# START OF Data extract
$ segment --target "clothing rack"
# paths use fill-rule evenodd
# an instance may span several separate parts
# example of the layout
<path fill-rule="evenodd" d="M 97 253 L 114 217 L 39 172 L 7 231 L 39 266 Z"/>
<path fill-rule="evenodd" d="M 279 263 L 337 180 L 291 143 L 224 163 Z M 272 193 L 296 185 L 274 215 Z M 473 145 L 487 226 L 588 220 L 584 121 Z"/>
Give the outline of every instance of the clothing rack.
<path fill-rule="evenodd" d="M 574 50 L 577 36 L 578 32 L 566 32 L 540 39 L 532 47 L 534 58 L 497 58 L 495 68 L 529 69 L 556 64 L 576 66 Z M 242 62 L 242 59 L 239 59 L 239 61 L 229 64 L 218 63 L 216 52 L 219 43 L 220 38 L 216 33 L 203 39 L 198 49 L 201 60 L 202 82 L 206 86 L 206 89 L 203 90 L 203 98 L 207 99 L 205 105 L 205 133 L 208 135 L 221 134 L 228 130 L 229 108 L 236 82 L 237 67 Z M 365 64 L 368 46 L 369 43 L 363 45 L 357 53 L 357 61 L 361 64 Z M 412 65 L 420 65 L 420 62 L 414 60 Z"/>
# END OF Data extract
What this task involves
Change each occurrence of "clothing rack" in the records above to "coat stand", and reproduce every line with no other alteration.

Written response
$ segment --target "coat stand"
# paths use fill-rule evenodd
# an instance may span several separate parts
# example of the layout
<path fill-rule="evenodd" d="M 97 253 L 114 217 L 39 172 L 7 231 L 39 266 Z"/>
<path fill-rule="evenodd" d="M 279 263 L 337 180 L 291 143 L 224 163 Z M 272 193 L 296 185 L 274 215 Z M 473 145 L 487 226 L 588 220 L 584 121 Z"/>
Give the outline of every instance of the coat stand.
<path fill-rule="evenodd" d="M 574 50 L 577 36 L 578 32 L 566 32 L 540 39 L 532 47 L 534 58 L 497 58 L 495 68 L 529 69 L 556 64 L 576 66 Z M 242 62 L 242 59 L 239 59 L 239 61 L 229 64 L 218 63 L 216 52 L 219 43 L 220 38 L 216 33 L 203 39 L 198 49 L 201 60 L 202 82 L 206 86 L 206 89 L 203 90 L 203 98 L 207 99 L 205 105 L 205 133 L 208 135 L 221 134 L 228 130 L 229 108 L 236 82 L 237 67 Z M 365 64 L 368 46 L 369 43 L 363 45 L 357 53 L 357 61 L 361 64 Z M 412 65 L 420 65 L 420 62 L 414 60 Z"/>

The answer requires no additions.